▸ PROBLEM TO SOLVE
Write each line exactly as it stands, from the line containing "the dry grass" through the end of the data.

_ _ _

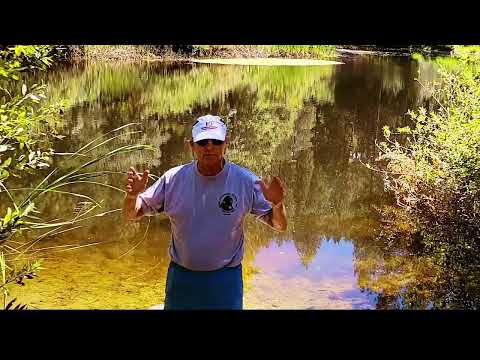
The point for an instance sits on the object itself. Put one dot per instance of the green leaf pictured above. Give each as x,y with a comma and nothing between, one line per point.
7,163
7,217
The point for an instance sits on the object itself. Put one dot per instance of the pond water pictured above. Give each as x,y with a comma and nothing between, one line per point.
313,126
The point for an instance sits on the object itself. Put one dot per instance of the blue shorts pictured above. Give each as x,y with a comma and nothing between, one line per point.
202,290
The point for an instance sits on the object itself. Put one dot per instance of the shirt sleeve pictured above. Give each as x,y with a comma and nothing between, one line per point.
260,206
151,201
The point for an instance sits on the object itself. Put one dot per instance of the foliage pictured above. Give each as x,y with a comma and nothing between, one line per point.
433,168
26,123
20,219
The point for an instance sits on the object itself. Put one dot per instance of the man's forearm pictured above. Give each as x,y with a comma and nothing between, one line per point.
279,217
130,212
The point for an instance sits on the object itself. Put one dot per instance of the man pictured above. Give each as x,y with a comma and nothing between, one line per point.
207,201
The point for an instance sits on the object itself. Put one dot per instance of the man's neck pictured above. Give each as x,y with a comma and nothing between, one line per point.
212,170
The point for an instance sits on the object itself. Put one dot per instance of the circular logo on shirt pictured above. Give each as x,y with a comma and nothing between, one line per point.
228,203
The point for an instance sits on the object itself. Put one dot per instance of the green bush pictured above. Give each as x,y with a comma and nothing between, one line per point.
434,168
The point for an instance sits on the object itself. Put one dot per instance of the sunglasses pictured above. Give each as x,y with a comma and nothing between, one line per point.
204,142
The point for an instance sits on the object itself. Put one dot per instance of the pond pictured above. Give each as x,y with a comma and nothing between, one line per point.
313,126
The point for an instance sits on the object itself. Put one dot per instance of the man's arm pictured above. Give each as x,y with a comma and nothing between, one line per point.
130,210
136,183
275,193
277,219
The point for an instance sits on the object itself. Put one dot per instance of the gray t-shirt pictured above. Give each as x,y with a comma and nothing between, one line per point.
206,213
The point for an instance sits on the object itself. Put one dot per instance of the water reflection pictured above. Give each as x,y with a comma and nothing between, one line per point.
310,125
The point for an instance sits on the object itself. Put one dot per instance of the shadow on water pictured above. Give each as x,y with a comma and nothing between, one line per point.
310,125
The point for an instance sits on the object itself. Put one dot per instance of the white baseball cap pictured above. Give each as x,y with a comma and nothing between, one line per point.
209,127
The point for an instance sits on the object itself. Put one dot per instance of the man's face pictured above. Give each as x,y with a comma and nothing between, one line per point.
209,154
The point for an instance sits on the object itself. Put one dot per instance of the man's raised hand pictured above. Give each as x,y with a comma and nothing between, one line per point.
274,192
136,183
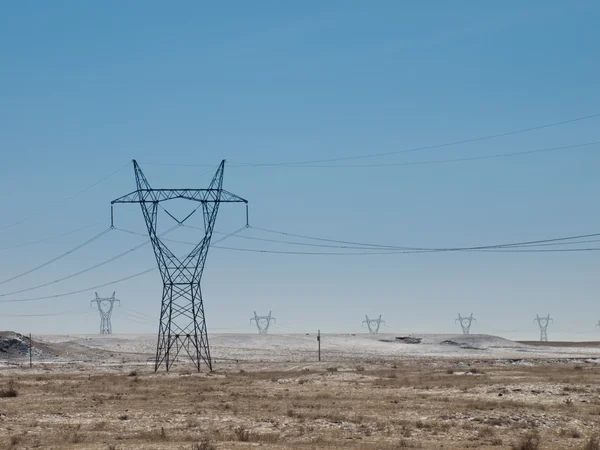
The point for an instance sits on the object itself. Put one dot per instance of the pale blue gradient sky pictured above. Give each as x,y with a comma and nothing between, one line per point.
85,87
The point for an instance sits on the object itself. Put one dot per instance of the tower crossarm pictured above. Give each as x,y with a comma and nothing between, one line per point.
197,195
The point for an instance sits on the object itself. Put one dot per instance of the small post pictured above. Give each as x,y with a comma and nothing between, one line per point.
319,343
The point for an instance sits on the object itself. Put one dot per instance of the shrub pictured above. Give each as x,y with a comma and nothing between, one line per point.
531,441
10,391
593,443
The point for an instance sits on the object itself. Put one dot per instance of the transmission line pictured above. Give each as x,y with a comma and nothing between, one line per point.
46,314
110,283
67,253
430,249
49,238
450,160
88,269
79,291
77,194
427,147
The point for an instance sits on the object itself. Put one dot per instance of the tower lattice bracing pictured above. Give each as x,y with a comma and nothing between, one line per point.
182,323
465,323
373,324
105,307
543,324
263,322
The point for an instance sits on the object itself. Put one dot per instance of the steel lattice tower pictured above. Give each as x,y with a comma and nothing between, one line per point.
543,323
263,322
105,307
465,322
373,324
182,323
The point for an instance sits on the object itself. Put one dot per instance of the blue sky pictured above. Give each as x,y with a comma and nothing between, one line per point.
85,87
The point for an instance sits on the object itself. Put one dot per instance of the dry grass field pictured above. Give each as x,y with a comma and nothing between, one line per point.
384,405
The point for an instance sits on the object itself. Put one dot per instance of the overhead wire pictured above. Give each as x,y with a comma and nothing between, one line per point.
378,247
446,161
57,258
50,238
65,200
437,249
88,269
427,147
66,313
109,283
79,291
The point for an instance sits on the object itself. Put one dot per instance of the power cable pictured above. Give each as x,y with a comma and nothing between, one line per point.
110,283
47,314
50,238
79,291
430,147
305,244
88,269
445,161
437,249
67,253
77,194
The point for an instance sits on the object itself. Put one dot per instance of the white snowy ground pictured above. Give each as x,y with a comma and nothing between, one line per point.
301,347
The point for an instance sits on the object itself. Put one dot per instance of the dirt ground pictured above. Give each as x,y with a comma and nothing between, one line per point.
382,404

_ _ _

▸ TASK RESULT
The point for an instance sits on the object itself. Put one dot per instance of the dry grass field pictured above. Give each as x,y with a comma and nothing between, one line per point.
384,405
The point for an instance sits on the object itself. Put one dot per instance of the overhead wire pictured above. Give each as x,y with a comma and nothing between, one line per point.
378,247
446,161
57,258
50,238
65,200
437,249
88,269
427,147
66,313
109,283
79,291
The point for an instance sits on the object itself. Put one dot per instance of the power cable pictured above. Give each as x,y with a comma and nothing between, one line per point.
110,283
47,314
50,238
79,291
430,147
305,244
88,269
445,161
437,249
67,253
77,194
The point for an instance sits on the object itself. Put one dot per instance of the white snowy ground pictured above. Give each as x,y with a comma and nothing between, one line per point.
301,347
The point for an instance sits on the object itself. Put one dot per instance of the dirt ground pictured above. Give each as x,y with a comma and nothing between, one line per point.
382,404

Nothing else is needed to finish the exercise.